◆ **Texte choisi**
De fait, l'Europe s'est dotée d'un arsenal de lois, du Digital Market Act (DMA), qui vise à réguler les monopoles des géants technologiques, au Digital Services Act (DSA) qui, lui, cherche à contrôler les contenus illicites sur des plateformes - les deux venant d'entrer en vigueur -, jusqu'à l'AI Act, pour maîtriser les risques liés à l'intelligence artificielle (IA).

« Mais il ne faut pas être que dans le défensif, il faut être aussi à l'offensive ! », insiste Catherine Morin-Desailly. Concrètement, pour reprendre le destin numérique européen en main, il s'agit de « mener une politique industrielle qui nous a fait défaut depuis tant d'années, tant au point de vue des infrastructures de réseaux que du cloud », dit-elle.

Vers un marché commun de la data

D'autant que l'IA est arrivée à grands pas, accélérant la course mondiale, avec la data pour nerf de la guerre. Or pour l'heure, un marché européen commun de la donnée n'existe pas... C'est justement ce que vise un autre récent volet réglementaire, le Digital Governance Act (DGA), en favorisant le partage de la donnée. « C'est une régulation offensive », considère Arno Pons, délégué général du think tank Digital New Deal. Et elle est clé. « Quand les Américains ou les Chinois créent une start-up, ils ont de facto un marché mondial. Nous, c'est 27 fois qu'il faut faire le marché : nous n'avons jamais de géant parce que nous n'avons pas ce marché commun de la donnée », explique-t-il. « Mais les Etats doivent aussi s'interroger sur ce qu'est la donnée hyperstratégique et hypersensible, pour laquelle il faut assumer des choix forts tels que de ne pas la confier à des extra-européens », renchérit Catherine Morin-Desailly. « Derrière, il y a tout un potentiel de développement. Le cloud est un gigantesque marché de demain », précise celle qui plaide pour un Buy European Act et appelle, dans le cadre de la commande publique, à « faire appel à nos propres entreprises pour gérer la donnée ».

◆ **Tâche courte 1**
D'après le texte sur le numérique européen, quel objectif vise le Digital Governance Act (DGA) ?
◆ **Tâche courte 2**
Pouvez-vous reprendre le texte sur le numérique européen après sa dernière phrase et en écrire la suite ?

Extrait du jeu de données
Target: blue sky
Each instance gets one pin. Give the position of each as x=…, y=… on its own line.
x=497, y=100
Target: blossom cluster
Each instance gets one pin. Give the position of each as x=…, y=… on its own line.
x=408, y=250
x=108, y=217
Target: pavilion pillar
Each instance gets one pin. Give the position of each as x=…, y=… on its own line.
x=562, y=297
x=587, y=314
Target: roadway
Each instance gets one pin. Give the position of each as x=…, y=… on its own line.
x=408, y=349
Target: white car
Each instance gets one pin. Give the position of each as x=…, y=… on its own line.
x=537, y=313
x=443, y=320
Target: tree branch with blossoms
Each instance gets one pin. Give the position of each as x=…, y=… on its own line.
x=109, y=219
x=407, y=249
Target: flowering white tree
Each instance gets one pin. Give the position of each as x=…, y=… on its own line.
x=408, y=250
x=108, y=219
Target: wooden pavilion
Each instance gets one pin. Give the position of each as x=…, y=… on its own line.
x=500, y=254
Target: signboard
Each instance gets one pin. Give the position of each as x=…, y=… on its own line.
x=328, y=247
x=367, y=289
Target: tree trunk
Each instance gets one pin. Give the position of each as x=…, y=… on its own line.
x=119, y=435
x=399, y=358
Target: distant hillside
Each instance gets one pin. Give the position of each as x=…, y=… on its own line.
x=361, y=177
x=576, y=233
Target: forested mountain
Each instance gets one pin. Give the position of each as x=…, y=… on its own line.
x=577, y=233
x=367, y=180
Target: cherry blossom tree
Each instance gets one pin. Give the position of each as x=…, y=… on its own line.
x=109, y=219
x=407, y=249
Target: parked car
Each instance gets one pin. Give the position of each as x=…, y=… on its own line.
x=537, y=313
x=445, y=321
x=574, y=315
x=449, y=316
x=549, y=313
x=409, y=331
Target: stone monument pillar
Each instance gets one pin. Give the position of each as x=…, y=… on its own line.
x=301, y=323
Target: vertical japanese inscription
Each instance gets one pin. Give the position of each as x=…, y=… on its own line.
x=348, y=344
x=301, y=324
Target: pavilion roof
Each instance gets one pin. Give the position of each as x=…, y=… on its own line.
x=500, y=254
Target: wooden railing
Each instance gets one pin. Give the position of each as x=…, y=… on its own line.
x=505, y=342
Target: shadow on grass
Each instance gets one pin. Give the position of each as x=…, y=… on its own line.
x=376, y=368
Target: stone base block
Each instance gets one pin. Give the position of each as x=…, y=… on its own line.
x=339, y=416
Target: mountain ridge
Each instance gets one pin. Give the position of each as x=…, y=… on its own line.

◆ **Résultat de l'exercice 1**
Il vise un marché européen commun de la donnée, en favorisant le partage de la donnée.

◆ **Résultat de l'exercice 2**
Investir dans la puissance de calcul

Toujours est-il que pour l'heure, l'écosystème de la tech en Europe connaît des dépendances majeures, puisque les Américains y captent 70 % du marché du cloud et que le Vieux continent ne produit que 10 % des puces et des semi-conducteurs nécessaires à l'IA. « Les grands acteurs du cloud sont les sociétés américaines. On ne peut pas nier cette réalité, mais il faut voir comment on travaille avec eux et comment on développe notre propre puissance de calcul à l'échelle européenne et française », affirme Anne Bouverot, coprésidente du Comité interministériel de l'IA générative. Entité qui vient de rendre un rapport ambitionnant de faire de l'IA le moteur de l'économie tricolore et qui recommande d'y investir 5 milliards d'euros par an d'ici à 2030 pour ne pas décrocher. « Il faut investir dans de la puissance de calcul, dans les semi-conducteurs, dans l'accès aux données, également », martèle-t-elle.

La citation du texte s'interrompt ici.